The Pre-opening Budget shall be revised as necessary prior to the formal opening of the Hotel, provided that such revisions do not or will not result in the total amount disbursed, with the exception of the additional amounts required, as provided below in this Section, as the result of postponement of the formal opening of the Hotel beyond Target Opening Date, exceeding the total of the initially agreed Pre-opening Budget. Accordingly, amounts allocated for various expense classifications within the Pre-opening Budget may be increased or decreased by Hyatt in consultation with Owner.

For the purposes hereof, Hyatt and the General Manager shall utilize the currency of Macau (“Patacas”) to the fullest extent possible and the balance of the funds required hereunder shall be made available in United States dollars or in currency freely convertible into United States dollars, without reduction for income, withholding, business tax, if any, value added or any other taxes imposed by Macau or the People’s Republic of China, or bank charges or any other charges. If the tax authorities of Macau or the People’s Republic of China shall impose any income, withholding, business tax, if any, value added or other tax upon the funds for pre-opening expenses, the Pre-opening Budget shall in any event be revised so that it includes such taxes in order that such funds shall be available to Hyatt and/or the General Manager, on a full and timely basis.

If Hyatt shall not receive timely payment from Owner of pre-opening funds in accordance with the aforesaid Pre-opening Budget, Hyatt shall have the right, but not the obligation, to fund such pre-opening expenses in accordance with the Pre-Opening Budget and to be reimbursed therefor, all subject to and in accordance with the provisions of Article XI of this Agreement.

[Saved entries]
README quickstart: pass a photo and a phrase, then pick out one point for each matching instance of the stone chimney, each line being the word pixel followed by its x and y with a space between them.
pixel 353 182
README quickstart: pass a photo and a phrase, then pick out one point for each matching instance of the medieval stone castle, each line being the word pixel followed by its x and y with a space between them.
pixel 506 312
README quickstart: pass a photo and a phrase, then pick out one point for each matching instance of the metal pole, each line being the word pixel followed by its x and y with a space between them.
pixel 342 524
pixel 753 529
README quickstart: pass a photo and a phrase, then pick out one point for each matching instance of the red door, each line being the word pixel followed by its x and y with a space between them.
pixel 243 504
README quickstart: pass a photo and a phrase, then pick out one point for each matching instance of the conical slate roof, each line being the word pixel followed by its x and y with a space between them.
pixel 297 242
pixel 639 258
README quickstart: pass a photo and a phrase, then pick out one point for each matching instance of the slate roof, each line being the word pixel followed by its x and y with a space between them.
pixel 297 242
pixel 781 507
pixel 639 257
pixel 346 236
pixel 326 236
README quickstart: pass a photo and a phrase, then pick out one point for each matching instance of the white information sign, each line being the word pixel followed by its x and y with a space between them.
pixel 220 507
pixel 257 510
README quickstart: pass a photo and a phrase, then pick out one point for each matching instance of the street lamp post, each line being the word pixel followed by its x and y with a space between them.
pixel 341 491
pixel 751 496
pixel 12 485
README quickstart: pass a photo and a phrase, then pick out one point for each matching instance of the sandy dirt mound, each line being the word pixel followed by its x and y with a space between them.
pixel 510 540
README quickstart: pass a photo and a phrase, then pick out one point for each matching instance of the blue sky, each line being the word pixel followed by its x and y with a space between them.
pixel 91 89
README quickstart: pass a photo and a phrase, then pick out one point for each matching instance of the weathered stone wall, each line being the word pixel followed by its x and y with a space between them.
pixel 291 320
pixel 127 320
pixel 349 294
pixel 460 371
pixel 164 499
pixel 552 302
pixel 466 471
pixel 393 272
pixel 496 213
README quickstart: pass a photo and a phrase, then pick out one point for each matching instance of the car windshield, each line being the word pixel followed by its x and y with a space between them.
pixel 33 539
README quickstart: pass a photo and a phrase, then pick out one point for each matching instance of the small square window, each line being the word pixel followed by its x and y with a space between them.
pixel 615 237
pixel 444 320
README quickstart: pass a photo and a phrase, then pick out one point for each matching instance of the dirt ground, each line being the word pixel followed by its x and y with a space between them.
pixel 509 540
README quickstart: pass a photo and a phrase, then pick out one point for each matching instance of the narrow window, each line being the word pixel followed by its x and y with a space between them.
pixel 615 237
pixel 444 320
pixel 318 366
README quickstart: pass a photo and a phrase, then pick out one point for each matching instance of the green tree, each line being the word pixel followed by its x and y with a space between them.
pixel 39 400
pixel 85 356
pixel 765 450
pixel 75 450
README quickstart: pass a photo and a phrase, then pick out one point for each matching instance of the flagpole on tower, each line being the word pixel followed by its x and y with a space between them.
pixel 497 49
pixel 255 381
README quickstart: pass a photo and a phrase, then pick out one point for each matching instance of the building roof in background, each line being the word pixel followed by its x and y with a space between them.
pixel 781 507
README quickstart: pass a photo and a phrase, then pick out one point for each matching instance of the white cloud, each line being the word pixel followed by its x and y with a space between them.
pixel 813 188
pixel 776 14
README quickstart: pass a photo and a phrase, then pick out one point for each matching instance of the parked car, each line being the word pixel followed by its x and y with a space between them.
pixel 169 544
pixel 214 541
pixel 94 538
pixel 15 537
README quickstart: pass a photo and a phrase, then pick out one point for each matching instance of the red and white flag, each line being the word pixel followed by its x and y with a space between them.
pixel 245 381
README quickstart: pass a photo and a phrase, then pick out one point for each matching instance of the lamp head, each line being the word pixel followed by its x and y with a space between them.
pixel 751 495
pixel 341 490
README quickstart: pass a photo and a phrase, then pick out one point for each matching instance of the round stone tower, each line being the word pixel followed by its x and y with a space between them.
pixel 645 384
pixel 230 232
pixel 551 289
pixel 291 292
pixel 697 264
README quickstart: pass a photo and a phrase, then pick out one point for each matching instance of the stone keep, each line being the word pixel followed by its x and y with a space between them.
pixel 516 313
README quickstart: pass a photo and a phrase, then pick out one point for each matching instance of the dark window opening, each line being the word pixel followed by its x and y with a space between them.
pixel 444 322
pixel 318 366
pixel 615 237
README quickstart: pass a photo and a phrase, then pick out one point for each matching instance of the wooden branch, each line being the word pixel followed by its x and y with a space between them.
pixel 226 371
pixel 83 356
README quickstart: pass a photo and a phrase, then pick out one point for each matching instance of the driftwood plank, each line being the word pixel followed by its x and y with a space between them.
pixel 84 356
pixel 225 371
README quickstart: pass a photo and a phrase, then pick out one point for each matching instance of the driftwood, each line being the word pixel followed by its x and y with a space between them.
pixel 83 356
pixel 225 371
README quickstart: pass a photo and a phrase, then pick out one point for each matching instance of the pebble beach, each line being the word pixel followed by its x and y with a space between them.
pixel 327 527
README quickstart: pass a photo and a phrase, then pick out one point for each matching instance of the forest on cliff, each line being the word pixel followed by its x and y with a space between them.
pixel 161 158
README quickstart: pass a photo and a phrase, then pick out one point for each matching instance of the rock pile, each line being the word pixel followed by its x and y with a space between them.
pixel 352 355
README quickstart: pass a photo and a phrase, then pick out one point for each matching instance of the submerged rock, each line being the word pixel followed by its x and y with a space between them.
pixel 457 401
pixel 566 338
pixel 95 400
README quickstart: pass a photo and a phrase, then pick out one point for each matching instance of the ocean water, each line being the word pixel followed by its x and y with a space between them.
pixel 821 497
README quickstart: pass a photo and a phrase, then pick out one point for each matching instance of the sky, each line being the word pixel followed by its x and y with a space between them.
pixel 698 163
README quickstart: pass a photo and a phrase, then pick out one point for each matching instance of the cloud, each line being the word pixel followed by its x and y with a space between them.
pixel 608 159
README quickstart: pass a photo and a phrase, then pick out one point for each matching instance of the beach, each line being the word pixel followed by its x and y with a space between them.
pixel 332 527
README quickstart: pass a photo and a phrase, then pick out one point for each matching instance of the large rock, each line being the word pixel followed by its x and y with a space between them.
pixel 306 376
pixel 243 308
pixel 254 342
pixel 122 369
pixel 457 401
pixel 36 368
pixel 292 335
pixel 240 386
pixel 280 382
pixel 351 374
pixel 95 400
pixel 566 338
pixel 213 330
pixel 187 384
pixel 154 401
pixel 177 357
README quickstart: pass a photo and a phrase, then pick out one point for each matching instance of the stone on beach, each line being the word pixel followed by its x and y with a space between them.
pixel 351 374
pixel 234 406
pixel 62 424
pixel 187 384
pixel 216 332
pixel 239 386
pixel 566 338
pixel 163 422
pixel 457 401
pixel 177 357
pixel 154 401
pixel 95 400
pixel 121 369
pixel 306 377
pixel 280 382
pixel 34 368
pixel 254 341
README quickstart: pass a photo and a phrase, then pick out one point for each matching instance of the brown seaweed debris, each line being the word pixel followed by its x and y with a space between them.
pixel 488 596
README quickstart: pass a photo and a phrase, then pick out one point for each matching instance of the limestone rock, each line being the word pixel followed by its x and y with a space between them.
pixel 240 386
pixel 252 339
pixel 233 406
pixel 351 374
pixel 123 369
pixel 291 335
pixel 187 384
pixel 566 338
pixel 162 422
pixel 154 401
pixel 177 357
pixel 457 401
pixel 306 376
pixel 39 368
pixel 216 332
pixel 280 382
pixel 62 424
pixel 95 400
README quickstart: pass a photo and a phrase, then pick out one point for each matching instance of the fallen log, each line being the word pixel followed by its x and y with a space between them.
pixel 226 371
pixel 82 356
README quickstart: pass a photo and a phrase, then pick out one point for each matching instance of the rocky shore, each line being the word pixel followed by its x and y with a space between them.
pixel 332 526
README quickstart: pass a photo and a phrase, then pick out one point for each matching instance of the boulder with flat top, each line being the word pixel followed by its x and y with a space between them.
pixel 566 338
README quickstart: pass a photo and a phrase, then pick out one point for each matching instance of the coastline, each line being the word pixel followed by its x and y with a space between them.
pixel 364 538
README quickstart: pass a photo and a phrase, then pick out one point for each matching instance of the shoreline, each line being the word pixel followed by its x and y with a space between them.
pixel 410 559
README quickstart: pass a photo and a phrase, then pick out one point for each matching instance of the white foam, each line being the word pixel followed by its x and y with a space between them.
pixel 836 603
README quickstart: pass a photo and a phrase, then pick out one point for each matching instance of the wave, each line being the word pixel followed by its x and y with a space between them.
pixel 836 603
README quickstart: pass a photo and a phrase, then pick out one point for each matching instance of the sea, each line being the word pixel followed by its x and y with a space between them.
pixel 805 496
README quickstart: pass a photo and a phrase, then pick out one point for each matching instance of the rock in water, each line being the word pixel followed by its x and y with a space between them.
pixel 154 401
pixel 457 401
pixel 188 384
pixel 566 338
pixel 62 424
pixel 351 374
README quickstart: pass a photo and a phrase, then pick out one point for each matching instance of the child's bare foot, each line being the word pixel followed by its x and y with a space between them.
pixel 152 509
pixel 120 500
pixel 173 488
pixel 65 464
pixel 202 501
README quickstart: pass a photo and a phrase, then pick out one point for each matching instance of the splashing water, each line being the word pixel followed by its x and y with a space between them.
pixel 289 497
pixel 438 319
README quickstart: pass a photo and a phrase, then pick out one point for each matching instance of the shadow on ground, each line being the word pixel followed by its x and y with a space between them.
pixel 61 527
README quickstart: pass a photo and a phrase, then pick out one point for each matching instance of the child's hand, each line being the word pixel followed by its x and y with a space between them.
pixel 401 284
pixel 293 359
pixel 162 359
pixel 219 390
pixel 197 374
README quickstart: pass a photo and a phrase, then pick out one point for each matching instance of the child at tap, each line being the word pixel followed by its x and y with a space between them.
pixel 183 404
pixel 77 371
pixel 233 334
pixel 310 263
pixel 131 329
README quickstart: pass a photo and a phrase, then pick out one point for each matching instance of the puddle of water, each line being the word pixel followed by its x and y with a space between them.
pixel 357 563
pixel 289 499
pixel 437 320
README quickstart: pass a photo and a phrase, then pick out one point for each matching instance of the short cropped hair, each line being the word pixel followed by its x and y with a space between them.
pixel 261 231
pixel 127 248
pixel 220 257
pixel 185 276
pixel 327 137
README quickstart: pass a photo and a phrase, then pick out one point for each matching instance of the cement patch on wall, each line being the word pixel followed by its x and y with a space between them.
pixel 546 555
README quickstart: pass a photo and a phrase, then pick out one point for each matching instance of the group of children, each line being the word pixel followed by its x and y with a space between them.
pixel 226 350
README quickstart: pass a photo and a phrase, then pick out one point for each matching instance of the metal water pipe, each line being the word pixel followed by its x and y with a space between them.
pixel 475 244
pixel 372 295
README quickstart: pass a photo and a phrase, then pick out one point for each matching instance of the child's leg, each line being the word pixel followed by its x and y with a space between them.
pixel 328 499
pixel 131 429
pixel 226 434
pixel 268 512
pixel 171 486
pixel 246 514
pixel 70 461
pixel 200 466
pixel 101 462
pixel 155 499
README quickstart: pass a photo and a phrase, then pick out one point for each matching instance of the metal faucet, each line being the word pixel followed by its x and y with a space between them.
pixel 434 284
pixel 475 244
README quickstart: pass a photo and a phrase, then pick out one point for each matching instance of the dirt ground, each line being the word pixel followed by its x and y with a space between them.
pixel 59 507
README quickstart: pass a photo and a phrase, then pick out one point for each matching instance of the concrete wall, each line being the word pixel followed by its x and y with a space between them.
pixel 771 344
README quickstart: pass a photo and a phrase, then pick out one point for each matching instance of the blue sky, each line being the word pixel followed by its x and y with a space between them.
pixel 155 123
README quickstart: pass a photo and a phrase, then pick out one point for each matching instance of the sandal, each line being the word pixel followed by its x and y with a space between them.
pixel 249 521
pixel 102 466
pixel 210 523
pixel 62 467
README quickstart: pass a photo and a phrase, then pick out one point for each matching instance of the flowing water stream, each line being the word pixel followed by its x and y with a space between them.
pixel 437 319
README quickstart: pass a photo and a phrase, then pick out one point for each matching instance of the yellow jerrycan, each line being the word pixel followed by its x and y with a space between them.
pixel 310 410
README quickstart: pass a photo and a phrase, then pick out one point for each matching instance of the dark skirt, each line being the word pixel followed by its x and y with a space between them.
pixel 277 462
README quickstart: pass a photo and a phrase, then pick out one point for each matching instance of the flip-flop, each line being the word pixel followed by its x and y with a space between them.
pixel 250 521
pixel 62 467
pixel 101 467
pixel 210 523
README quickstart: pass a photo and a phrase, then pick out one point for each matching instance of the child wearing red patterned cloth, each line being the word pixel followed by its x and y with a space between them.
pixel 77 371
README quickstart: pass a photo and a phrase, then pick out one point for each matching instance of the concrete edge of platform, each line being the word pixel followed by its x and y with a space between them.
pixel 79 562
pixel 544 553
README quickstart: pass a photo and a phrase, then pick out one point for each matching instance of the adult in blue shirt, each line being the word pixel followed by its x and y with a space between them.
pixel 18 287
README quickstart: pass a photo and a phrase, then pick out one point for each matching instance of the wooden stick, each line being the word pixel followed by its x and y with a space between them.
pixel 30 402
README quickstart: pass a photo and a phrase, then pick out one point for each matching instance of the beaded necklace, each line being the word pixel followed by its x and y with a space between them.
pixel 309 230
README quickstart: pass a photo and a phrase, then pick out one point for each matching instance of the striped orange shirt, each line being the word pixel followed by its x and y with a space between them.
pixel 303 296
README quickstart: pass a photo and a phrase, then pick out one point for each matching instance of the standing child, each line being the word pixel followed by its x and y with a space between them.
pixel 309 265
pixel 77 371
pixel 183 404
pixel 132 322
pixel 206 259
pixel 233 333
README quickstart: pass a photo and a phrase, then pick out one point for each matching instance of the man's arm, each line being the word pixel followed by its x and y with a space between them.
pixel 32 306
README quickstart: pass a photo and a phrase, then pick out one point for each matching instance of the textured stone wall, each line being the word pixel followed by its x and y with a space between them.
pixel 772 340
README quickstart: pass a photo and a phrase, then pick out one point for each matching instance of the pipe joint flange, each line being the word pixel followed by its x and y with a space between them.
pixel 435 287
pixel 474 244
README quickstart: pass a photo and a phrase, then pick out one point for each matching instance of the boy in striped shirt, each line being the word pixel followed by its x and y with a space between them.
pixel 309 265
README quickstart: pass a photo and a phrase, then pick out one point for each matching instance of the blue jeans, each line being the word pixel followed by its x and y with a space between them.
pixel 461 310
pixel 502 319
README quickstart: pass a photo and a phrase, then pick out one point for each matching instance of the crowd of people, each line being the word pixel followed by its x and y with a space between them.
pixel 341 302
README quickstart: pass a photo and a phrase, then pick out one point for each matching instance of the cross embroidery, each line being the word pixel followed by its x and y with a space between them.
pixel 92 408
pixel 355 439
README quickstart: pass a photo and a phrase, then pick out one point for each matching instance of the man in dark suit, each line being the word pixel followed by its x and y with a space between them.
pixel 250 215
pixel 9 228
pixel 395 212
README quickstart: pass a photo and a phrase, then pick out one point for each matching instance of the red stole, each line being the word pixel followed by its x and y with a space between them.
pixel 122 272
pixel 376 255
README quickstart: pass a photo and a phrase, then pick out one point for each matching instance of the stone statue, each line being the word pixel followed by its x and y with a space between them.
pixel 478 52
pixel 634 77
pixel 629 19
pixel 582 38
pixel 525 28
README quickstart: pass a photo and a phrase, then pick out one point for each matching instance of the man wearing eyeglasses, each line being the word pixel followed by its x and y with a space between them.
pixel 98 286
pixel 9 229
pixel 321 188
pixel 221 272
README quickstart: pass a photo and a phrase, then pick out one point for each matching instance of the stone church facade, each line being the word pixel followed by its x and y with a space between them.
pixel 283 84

[Jobs]
a – Decide whether each statement agrees with the pre-opening budget excerpt, answering yes or no and quoting the words that settle it: (i) Hyatt and the General Manager are to use Patacas to the fullest extent possible. (ii) Hyatt must fund pre-opening expenses whenever the Owner fails to pay on time. (iii) Hyatt may raise or lower the amounts for expense classifications within the Pre-opening Budget in consultation with the Owner.
b – Reproduce the pre-opening budget excerpt word for word, from "The Pre-opening Budget shall be" up to and including "consultation with Owner.".
Draw every answer from the pre-opening budget excerpt alone.

[Exercise answers]
a –
(i) Yes: "Hyatt and the General Manager shall utilize the currency of Macau (“Patacas”) to the fullest extent possible"
(ii) No: "Hyatt shall have the right, but not the obligation, to fund such pre-opening expenses"
(iii) Yes: "amounts allocated for various expense classifications within the Pre-opening Budget may be increased or decreased by Hyatt in consultation with Owner"

b –
The Pre-opening Budget shall be revised as necessary prior to the formal opening of the Hotel, provided that such revisions do not or will not result in the total amount disbursed, with the exception of the additional amounts required, as provided below in this Section, as the result of postponement of the formal opening of the Hotel beyond Target Opening Date, exceeding the total of the initially agreed Pre-opening Budget. Accordingly, amounts allocated for various expense classifications within the Pre-opening Budget may be increased or decreased by Hyatt in consultation with Owner.